SOURCE DOCUMENT
Good morning, Blogland.
We woke up early today so we could get our AC unit fixed (again), and now I’m sitting in my office sipping iced coffee trying to make sense of the putty in my brain. This is a good thing! This summer break has been very different than I’d hoped (so far). A lot less adventure and a lot more lounging, but it’s been good for my creative muscle. I’m reading widely, getting into a twitter routine that isn’t completely soul-sucking, and writing whatever clamors to be written.
I’ve also been experimenting with poetry, basically since the pandemic started. Back in the summer of 2020 poetry was the only writing I could do. The words came in a trickle, and the best I could do by them was to arrange them in interesting little lines. Currently, I have folders of poetry organized by year (2020, 2021, 2022) for a total of 48 poems.
I got back into writing poetry this month thanks to my friend and poet d.ellis. She posted a poem a day prompt on her instagram (give her a follow) and her first collection of poetry just released! You can buy it here.
So, thanks to d.ellis, I’ve been inspired and sort of playing along. It’s interesting, because poetry feels like an experiment. I have no aspirations, no goals or standards to meet. I just jot down the words until they feel right. It doesn’t use the muscle in quite the same way, and doesn’t drain the well like writing a short story or a chapter of a longer work does.
It’s been really nice.
If you’re a newsletter subscriber (and if you’re not now’s your chance!) then you received a few poems in the June Newsletter. I hope you liked them. I may share some more in the future. Or if I get comfortable enough maybe I’ll make a poetry page on the site? I don’t know. We’ll see.
Aside from poetry, I’ve been querying. I have a lot of thoughts about querying, and they might not be what you’d expect. On twitter, so many writers post constantly about their querying process. They share every rejection, react to every request (partial or full), and talk endlessly about all the anxiety they feel about having their book in agents’ hands.

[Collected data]
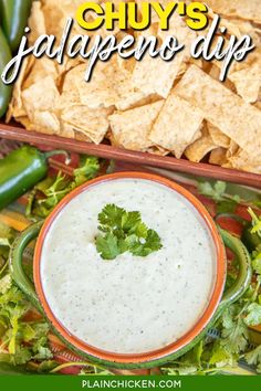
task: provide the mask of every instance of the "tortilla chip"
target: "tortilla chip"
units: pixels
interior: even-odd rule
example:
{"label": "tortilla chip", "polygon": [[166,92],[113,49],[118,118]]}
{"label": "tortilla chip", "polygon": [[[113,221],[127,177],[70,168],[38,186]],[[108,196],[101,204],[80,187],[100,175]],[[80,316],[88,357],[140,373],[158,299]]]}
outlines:
{"label": "tortilla chip", "polygon": [[259,159],[252,159],[248,152],[239,149],[238,152],[229,159],[229,166],[237,170],[261,173],[261,157]]}
{"label": "tortilla chip", "polygon": [[227,150],[227,159],[231,158],[231,156],[234,156],[238,150],[239,150],[238,144],[236,141],[231,140],[230,146]]}
{"label": "tortilla chip", "polygon": [[195,139],[202,119],[203,115],[199,109],[173,92],[153,126],[149,139],[180,158],[186,147]]}
{"label": "tortilla chip", "polygon": [[113,142],[126,149],[145,151],[154,144],[149,140],[152,126],[164,102],[137,107],[109,116]]}
{"label": "tortilla chip", "polygon": [[[261,155],[261,112],[191,65],[175,92],[252,157]],[[254,142],[252,140],[254,139]]]}
{"label": "tortilla chip", "polygon": [[227,162],[227,149],[219,147],[210,152],[209,157],[210,165],[222,166]]}
{"label": "tortilla chip", "polygon": [[22,101],[29,118],[35,112],[52,112],[60,94],[52,76],[46,76],[22,92]]}
{"label": "tortilla chip", "polygon": [[208,123],[207,124],[209,135],[212,137],[213,144],[219,147],[229,148],[230,138],[226,136],[221,130],[219,130],[216,126]]}
{"label": "tortilla chip", "polygon": [[48,57],[38,59],[23,84],[23,89],[29,88],[32,84],[40,82],[43,77],[51,76],[56,81],[59,74],[53,60]]}
{"label": "tortilla chip", "polygon": [[186,148],[185,156],[190,161],[199,162],[206,155],[216,148],[217,146],[213,144],[210,136],[202,136]]}
{"label": "tortilla chip", "polygon": [[60,134],[60,121],[54,113],[34,112],[30,128],[32,130],[44,133],[48,135]]}
{"label": "tortilla chip", "polygon": [[[187,28],[184,20],[179,17],[173,18],[170,31],[158,31],[158,35],[161,39],[171,34],[178,39],[179,43],[187,43],[189,40],[196,38],[196,34]],[[145,33],[143,32],[140,35],[145,36]],[[150,35],[150,32],[147,31],[146,35]],[[153,59],[146,53],[142,61],[136,62],[133,73],[134,87],[144,92],[146,95],[158,94],[167,98],[173,83],[179,74],[181,64],[188,55],[188,46],[186,46],[186,50],[177,53],[174,61],[167,62],[159,56]]]}
{"label": "tortilla chip", "polygon": [[93,142],[100,144],[108,130],[111,108],[90,109],[84,105],[75,105],[61,114],[62,123],[72,125],[73,131],[86,135]]}
{"label": "tortilla chip", "polygon": [[29,43],[34,44],[40,35],[46,34],[45,18],[42,11],[41,1],[33,1],[31,8],[31,15],[28,20],[30,28]]}
{"label": "tortilla chip", "polygon": [[238,72],[230,73],[238,94],[248,103],[258,101],[261,87],[261,62]]}
{"label": "tortilla chip", "polygon": [[219,14],[250,19],[257,23],[261,23],[260,0],[206,0],[205,2]]}

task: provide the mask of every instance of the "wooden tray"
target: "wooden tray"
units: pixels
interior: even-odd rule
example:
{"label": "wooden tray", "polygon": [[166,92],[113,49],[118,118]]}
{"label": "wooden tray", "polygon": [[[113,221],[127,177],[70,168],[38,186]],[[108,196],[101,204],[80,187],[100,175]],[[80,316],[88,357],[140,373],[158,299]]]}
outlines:
{"label": "wooden tray", "polygon": [[51,148],[64,148],[69,151],[93,155],[106,159],[128,161],[132,163],[153,166],[186,172],[198,177],[225,180],[233,183],[251,186],[261,189],[261,175],[239,170],[231,170],[209,163],[195,163],[186,159],[176,159],[168,156],[136,152],[127,149],[115,148],[109,145],[90,144],[59,136],[50,136],[34,131],[28,131],[18,125],[0,123],[0,138],[23,141],[32,145],[42,145]]}

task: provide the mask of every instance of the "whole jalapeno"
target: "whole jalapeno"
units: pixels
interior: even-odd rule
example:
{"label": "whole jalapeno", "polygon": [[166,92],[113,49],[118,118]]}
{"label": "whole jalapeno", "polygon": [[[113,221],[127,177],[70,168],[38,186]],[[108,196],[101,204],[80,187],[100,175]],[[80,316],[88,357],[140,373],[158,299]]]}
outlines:
{"label": "whole jalapeno", "polygon": [[19,47],[28,24],[32,0],[1,0],[1,23],[12,52]]}

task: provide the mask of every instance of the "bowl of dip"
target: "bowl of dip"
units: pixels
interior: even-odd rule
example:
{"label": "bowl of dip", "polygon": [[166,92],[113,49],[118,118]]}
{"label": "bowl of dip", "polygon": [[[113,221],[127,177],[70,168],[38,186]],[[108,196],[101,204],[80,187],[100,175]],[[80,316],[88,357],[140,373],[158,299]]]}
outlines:
{"label": "bowl of dip", "polygon": [[[106,204],[138,211],[160,236],[161,249],[146,257],[125,252],[104,261],[94,241]],[[22,270],[22,253],[36,236],[34,290]],[[238,279],[225,295],[223,243],[239,260]],[[129,369],[185,353],[251,278],[242,243],[218,230],[196,197],[142,172],[100,177],[72,191],[44,223],[17,239],[10,263],[15,283],[71,349]]]}

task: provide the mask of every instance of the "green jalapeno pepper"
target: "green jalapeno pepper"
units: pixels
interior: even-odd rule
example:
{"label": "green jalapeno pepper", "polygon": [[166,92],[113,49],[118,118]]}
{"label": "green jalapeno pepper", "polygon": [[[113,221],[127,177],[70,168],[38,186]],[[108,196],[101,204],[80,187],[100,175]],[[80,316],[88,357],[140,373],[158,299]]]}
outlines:
{"label": "green jalapeno pepper", "polygon": [[244,226],[241,235],[241,241],[250,252],[254,251],[259,245],[261,245],[261,237],[257,232],[251,233],[252,229],[253,229],[252,223],[248,223]]}
{"label": "green jalapeno pepper", "polygon": [[12,52],[19,47],[32,7],[32,0],[1,0],[1,22]]}
{"label": "green jalapeno pepper", "polygon": [[[8,45],[8,41],[0,28],[0,76],[4,66],[12,59],[12,54],[10,47]],[[0,80],[0,118],[6,114],[8,109],[9,102],[11,99],[12,86],[6,85]]]}
{"label": "green jalapeno pepper", "polygon": [[48,173],[48,158],[63,150],[41,152],[31,146],[13,150],[0,160],[0,210],[24,194]]}

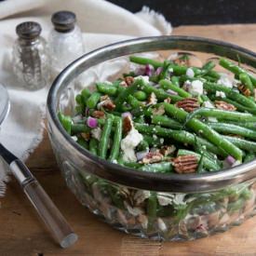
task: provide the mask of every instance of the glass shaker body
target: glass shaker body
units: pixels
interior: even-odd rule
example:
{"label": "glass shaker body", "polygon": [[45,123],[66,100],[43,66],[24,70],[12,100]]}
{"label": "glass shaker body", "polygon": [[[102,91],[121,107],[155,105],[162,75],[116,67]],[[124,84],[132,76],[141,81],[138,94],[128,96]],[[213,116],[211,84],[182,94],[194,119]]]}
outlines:
{"label": "glass shaker body", "polygon": [[46,40],[41,36],[19,37],[13,46],[13,72],[20,85],[31,90],[49,82],[49,59]]}

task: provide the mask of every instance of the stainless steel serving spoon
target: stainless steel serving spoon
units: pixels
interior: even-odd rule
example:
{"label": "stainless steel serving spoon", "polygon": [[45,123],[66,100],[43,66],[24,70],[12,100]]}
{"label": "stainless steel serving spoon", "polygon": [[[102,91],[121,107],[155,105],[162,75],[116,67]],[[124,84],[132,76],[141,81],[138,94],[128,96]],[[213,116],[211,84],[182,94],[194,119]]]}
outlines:
{"label": "stainless steel serving spoon", "polygon": [[[10,108],[7,89],[0,84],[0,126],[7,116]],[[39,216],[62,248],[68,248],[78,236],[70,227],[62,214],[51,201],[42,186],[28,168],[0,142],[0,156],[9,165],[13,176],[17,179],[24,193],[32,202]]]}

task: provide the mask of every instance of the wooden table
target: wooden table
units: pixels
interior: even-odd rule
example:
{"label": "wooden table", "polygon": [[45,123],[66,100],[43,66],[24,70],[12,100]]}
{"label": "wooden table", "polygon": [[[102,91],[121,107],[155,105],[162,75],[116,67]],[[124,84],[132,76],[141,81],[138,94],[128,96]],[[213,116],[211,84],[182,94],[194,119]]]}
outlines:
{"label": "wooden table", "polygon": [[[174,34],[221,39],[256,50],[256,24],[184,26]],[[190,242],[155,242],[113,229],[84,209],[66,187],[45,139],[28,161],[34,174],[79,236],[68,249],[53,243],[15,181],[1,199],[0,255],[256,255],[256,217],[224,233]]]}

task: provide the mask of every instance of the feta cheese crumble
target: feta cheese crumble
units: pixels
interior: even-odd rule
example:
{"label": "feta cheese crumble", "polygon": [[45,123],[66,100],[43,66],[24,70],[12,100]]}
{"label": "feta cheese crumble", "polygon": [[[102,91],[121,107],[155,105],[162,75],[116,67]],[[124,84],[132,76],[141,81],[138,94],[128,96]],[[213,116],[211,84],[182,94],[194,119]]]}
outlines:
{"label": "feta cheese crumble", "polygon": [[221,78],[217,81],[218,85],[224,86],[225,88],[233,88],[233,82],[228,77],[228,74],[221,74]]}
{"label": "feta cheese crumble", "polygon": [[204,93],[203,82],[200,80],[192,81],[188,91],[194,96],[202,95]]}
{"label": "feta cheese crumble", "polygon": [[226,98],[226,95],[225,95],[225,93],[223,92],[223,91],[221,91],[221,90],[217,90],[216,91],[216,97],[220,97],[220,98]]}
{"label": "feta cheese crumble", "polygon": [[192,68],[188,68],[186,71],[186,75],[190,78],[193,78],[195,76],[195,73]]}
{"label": "feta cheese crumble", "polygon": [[124,152],[124,160],[127,162],[135,162],[137,157],[134,149],[143,140],[143,136],[134,128],[121,141],[121,149]]}

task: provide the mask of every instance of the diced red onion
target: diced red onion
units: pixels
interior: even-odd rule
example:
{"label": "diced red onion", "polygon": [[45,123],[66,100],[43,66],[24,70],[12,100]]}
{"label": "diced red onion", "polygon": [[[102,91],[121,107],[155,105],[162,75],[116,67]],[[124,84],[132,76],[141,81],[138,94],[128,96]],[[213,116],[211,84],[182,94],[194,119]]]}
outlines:
{"label": "diced red onion", "polygon": [[158,68],[155,70],[155,75],[159,75],[160,73],[161,73],[162,71],[163,71],[163,68],[162,68],[162,67],[158,67]]}
{"label": "diced red onion", "polygon": [[87,125],[89,128],[95,128],[98,127],[98,120],[94,117],[88,116],[87,120]]}
{"label": "diced red onion", "polygon": [[178,92],[172,90],[172,89],[168,89],[167,93],[170,94],[170,95],[178,95]]}
{"label": "diced red onion", "polygon": [[147,155],[148,155],[149,150],[145,150],[145,151],[140,151],[136,153],[136,157],[138,161],[142,160]]}
{"label": "diced red onion", "polygon": [[123,118],[125,118],[125,117],[127,117],[127,116],[129,116],[130,118],[132,118],[132,115],[131,115],[130,112],[124,112],[124,113],[122,113],[121,116],[122,116]]}
{"label": "diced red onion", "polygon": [[151,76],[153,74],[153,72],[154,72],[154,67],[150,64],[146,64],[144,74],[147,76]]}

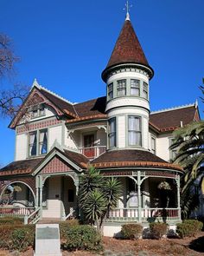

WHAT THIS TASK INVOLVES
Transcribe the blog post starting with "So, thanks to" and going on through "longer work does.".

TASK OUTPUT
So, thanks to d.ellis, I’ve been inspired and sort of playing along. It’s interesting, because poetry feels like an experiment. I have no aspirations, no goals or standards to meet. I just jot down the words until they feel right. It doesn’t use the muscle in quite the same way, and doesn’t drain the well like writing a short story or a chapter of a longer work does.